Work task
Word for word, restate the records that come after this.

*** Opening Data for the task ***

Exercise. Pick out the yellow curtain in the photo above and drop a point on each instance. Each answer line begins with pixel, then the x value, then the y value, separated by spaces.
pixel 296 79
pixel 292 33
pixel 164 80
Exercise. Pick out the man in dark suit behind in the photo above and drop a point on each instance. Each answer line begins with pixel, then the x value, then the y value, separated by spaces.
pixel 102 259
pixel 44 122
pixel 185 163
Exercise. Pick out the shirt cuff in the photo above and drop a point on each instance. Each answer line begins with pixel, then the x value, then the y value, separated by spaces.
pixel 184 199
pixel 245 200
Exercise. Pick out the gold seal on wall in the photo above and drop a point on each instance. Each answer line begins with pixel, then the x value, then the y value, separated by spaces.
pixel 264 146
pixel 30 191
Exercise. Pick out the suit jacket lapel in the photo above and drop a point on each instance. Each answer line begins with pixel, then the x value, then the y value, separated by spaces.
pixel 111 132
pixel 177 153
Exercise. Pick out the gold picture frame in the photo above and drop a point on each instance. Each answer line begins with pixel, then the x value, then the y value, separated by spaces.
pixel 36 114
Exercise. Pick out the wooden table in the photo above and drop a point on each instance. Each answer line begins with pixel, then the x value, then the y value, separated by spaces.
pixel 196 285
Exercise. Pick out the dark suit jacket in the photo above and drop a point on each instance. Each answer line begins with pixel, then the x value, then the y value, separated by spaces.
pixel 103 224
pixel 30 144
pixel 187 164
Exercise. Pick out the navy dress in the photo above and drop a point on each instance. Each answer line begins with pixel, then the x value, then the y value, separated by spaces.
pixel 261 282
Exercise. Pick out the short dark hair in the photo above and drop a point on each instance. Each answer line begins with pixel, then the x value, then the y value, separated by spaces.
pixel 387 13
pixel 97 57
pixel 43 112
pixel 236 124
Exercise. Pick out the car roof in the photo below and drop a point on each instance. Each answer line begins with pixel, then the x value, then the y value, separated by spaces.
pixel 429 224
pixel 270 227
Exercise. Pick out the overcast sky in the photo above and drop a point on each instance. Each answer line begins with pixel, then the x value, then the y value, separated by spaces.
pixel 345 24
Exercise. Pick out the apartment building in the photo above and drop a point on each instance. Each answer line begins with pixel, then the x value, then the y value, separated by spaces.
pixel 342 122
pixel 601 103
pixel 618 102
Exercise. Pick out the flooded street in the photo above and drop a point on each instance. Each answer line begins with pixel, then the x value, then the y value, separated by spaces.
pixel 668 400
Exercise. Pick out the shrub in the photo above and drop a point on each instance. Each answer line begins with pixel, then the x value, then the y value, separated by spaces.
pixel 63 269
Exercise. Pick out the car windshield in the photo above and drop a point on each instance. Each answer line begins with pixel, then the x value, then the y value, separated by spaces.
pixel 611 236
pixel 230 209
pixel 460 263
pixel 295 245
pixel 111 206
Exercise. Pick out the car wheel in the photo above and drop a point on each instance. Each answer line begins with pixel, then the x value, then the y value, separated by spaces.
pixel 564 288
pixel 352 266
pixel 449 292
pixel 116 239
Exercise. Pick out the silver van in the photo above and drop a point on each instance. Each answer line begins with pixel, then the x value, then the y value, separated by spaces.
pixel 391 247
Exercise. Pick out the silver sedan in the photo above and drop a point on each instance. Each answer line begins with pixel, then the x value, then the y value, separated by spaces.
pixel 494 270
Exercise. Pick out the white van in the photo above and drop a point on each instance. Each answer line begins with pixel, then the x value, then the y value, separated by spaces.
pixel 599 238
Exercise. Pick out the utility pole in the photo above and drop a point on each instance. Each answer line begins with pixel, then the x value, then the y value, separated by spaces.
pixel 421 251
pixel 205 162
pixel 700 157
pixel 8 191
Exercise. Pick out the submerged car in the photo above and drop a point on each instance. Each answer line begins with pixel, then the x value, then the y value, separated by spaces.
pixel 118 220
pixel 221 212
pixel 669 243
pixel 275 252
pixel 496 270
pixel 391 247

*** Closing Data for the task ***

Expected answer
Exercise. Pick out the yellow curtain in the photo above and drop a point on each instance. Each answer line begins with pixel, then the x value, then the y value, separated by spaces.
pixel 296 79
pixel 292 33
pixel 164 80
Exercise. Pick out the man in dark suit behind in the photo above and drop a point on each instance. Each answer line begins with pixel, then the x value, then the y value, separated by spaces.
pixel 102 259
pixel 44 122
pixel 185 163
Exercise. Pick out the shirt cuff in the photo above and drop a point on each instance. Each answer line begins with pixel, then the x value, then the y value, separated by spaces.
pixel 184 199
pixel 245 200
Exercise. Pick out the gold seal on wall in the photo above and drop a point on each instance. Each answer line begins with pixel, then the x value, then the y value, separated by spaces.
pixel 264 146
pixel 30 191
Exercise. Pick out the suit jacket lapel in the photo above and drop a point on each instance. Each answer line begins with pixel, then the x value, then the y value, separated by spaces.
pixel 111 132
pixel 177 153
Exercise. Pick out the gold picture frame in the photo above and drop a point on each instance. Each answer line begins with pixel, then the x value, then the y value, separated by spaces.
pixel 36 114
Exercise. Pick out the wooden table in the photo above and drop a point on each instance. Each answer line begins with pixel, then the x value, then the y value, separated by spaces.
pixel 196 285
Exercise. Pick out the dark suit jacket in the photo above and drop a point on each instance. Each answer line begins with pixel, then the x value, then the y value, separated by spaces.
pixel 103 224
pixel 30 144
pixel 187 164
Exercise. Pick out the navy dress in the photo above and drop a point on each instance. Each answer line begins with pixel, then the x value, then the y value, separated by spaces.
pixel 261 282
Exercise. Pick out the short dark hair in the photo above and drop a point on each instance. Each answer line begins with pixel, then the x value, then the y value, separated by spaces.
pixel 387 13
pixel 97 57
pixel 43 112
pixel 236 124
Exercise. Pick out the car roof in the photo below and drop a point on each instance. Each answer line begins with pixel, then the x value, then the y value, separated by spaces.
pixel 429 224
pixel 270 227
Exercise. Pick out the overcast sky in the photo above and drop a point on each instance. Each answer line begins with pixel, then the x value, then the y value, separated by spaces.
pixel 345 24
Exercise. Pick out the apartment building in the photo above and drop a point on each instance. Each answer line begins with pixel, then the x value, then the y value, separated by spaces.
pixel 342 122
pixel 601 103
pixel 618 102
Exercise. Pick out the flooded street in the photo above and drop a point on each instance. Each answer line begins with pixel, then the x value, then the y value, separated by spaces.
pixel 668 400
Exercise. Pick out the shrub in the photo above and drop a point on each instance. Each answer line begins with pixel, then the x value, then the y value, separated by spaces.
pixel 63 269
Exercise. Pick out the car windshield in the photo above and drop a point on each instance. Each answer line begins with pixel, then the x value, then the y value, separated by spaces.
pixel 611 236
pixel 230 209
pixel 460 263
pixel 295 245
pixel 111 206
Exercise. Pick out the car wheel in the photo above and drop a point on each instance. Each answer line begins with pixel, then the x value, then the y value, separated by spaces.
pixel 564 288
pixel 352 266
pixel 449 292
pixel 116 239
Exercise. Pick out the silver van in the photo above and drop a point on each instance. Each answer line begins with pixel, then the x value, then the y value, separated by spaces.
pixel 391 247
Exercise. Pick out the silver sedan in the photo above and drop a point on each instance. Each answer line begins with pixel, then the x value, then the y value, separated by spaces.
pixel 494 270
Exercise. Pick out the white van in the photo above and drop a point on each instance. Each answer line begins with pixel, then the x value, then the y value, separated by spaces.
pixel 599 238
Exercise. Pick out the utility pole in the photo above and drop a point on each instance. Each answer line begins with pixel, then the x value, then the y value, separated by spaces.
pixel 421 251
pixel 205 162
pixel 700 157
pixel 8 191
Exercise. Pick out the submerged car in the photo above and drop a point on each instance. Each answer line begins with pixel, then the x value, then the y value, separated by spaces.
pixel 118 220
pixel 221 212
pixel 669 243
pixel 275 252
pixel 496 270
pixel 391 247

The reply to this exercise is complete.